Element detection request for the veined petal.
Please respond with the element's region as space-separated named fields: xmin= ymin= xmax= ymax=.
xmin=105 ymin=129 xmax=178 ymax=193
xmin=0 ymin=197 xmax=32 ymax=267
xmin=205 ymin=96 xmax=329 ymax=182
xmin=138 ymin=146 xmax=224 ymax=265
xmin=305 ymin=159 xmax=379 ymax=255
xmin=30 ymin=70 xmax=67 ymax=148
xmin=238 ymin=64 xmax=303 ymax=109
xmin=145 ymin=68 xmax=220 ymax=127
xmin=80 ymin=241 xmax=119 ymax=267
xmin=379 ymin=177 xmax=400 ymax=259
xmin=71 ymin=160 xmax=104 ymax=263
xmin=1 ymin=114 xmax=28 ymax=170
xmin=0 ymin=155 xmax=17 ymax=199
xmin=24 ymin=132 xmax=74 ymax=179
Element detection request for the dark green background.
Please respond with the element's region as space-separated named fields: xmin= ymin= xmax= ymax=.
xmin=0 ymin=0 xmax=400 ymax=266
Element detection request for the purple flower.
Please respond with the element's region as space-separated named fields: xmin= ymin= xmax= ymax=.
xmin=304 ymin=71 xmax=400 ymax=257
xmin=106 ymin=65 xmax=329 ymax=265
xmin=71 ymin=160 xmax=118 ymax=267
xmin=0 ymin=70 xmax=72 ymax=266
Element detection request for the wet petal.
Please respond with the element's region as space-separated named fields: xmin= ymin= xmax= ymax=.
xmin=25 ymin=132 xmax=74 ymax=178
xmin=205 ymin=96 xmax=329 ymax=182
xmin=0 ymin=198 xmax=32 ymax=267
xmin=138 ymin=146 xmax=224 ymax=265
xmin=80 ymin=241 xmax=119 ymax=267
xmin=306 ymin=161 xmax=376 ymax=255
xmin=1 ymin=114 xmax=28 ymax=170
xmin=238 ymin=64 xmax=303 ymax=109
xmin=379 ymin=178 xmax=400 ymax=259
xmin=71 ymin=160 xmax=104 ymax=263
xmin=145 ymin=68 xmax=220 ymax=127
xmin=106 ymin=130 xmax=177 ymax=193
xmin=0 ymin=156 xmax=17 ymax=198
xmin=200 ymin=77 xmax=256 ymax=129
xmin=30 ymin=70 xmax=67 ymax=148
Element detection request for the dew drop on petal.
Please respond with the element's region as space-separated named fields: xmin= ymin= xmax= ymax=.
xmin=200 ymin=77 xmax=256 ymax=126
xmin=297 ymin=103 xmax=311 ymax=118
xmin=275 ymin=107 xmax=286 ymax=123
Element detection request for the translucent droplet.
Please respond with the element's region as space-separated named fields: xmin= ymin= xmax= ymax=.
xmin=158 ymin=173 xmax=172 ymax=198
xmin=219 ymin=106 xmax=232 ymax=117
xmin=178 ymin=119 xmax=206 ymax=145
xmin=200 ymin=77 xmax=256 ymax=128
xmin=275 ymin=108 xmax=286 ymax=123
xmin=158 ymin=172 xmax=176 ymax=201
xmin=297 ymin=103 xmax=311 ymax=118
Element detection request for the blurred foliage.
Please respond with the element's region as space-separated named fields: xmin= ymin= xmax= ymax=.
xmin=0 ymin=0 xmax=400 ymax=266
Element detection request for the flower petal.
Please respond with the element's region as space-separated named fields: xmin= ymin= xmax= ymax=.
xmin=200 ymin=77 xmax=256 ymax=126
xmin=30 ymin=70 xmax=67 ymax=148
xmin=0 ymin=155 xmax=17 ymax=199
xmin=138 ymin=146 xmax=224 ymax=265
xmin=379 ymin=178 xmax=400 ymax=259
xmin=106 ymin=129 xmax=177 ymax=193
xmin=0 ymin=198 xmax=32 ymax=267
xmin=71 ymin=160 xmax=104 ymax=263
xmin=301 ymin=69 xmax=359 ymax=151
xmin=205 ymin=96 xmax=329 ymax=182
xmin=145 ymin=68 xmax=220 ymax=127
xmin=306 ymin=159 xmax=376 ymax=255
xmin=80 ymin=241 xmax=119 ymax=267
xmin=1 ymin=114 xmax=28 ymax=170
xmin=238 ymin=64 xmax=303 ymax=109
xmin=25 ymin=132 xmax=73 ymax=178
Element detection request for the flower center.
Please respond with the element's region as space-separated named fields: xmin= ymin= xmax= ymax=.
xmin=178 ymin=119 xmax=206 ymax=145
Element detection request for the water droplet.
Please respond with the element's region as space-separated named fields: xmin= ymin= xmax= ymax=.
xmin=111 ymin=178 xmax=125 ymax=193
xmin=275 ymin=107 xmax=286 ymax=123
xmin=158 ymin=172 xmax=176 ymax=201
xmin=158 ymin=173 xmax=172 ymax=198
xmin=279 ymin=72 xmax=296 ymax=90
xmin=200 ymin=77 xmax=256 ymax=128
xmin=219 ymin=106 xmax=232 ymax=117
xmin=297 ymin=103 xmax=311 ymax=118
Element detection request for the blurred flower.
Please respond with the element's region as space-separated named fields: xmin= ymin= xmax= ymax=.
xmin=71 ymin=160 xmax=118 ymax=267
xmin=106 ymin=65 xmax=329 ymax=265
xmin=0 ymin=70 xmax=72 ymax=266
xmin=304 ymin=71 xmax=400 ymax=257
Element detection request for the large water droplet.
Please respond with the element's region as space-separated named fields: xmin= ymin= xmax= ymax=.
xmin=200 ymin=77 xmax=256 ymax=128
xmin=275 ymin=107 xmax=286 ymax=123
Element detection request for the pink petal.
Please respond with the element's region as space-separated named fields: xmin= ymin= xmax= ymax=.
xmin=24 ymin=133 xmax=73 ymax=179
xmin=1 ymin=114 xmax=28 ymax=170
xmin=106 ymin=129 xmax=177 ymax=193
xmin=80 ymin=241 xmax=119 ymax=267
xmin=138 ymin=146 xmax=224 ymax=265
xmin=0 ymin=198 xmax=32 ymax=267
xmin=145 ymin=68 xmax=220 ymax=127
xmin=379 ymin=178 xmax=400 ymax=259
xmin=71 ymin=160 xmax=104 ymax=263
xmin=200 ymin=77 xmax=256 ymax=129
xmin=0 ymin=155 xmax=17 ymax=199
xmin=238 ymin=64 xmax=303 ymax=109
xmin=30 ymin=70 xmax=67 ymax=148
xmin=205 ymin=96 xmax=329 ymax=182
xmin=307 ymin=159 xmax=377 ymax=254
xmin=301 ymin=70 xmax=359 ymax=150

——

■ Your goal ■
Write out the items above unchanged, starting at the line that contains "Element detection request for the large" and continuing through the last line of the items.

■ Answer below ■
Element detection request for the large water droplet.
Please respond with the element's region as space-separated named fields: xmin= ymin= xmax= ymax=.
xmin=200 ymin=77 xmax=256 ymax=128
xmin=275 ymin=107 xmax=286 ymax=123
Element detection request for the pink petal.
Please respond with the element's region as space-separated named fields: xmin= ymin= xmax= ymax=.
xmin=24 ymin=133 xmax=73 ymax=179
xmin=1 ymin=114 xmax=28 ymax=170
xmin=106 ymin=129 xmax=177 ymax=193
xmin=80 ymin=241 xmax=119 ymax=267
xmin=138 ymin=146 xmax=224 ymax=265
xmin=0 ymin=198 xmax=32 ymax=267
xmin=145 ymin=68 xmax=220 ymax=127
xmin=379 ymin=178 xmax=400 ymax=259
xmin=71 ymin=160 xmax=104 ymax=263
xmin=200 ymin=77 xmax=256 ymax=129
xmin=0 ymin=155 xmax=17 ymax=199
xmin=238 ymin=64 xmax=303 ymax=109
xmin=30 ymin=70 xmax=67 ymax=148
xmin=205 ymin=96 xmax=329 ymax=182
xmin=307 ymin=159 xmax=377 ymax=254
xmin=301 ymin=70 xmax=359 ymax=150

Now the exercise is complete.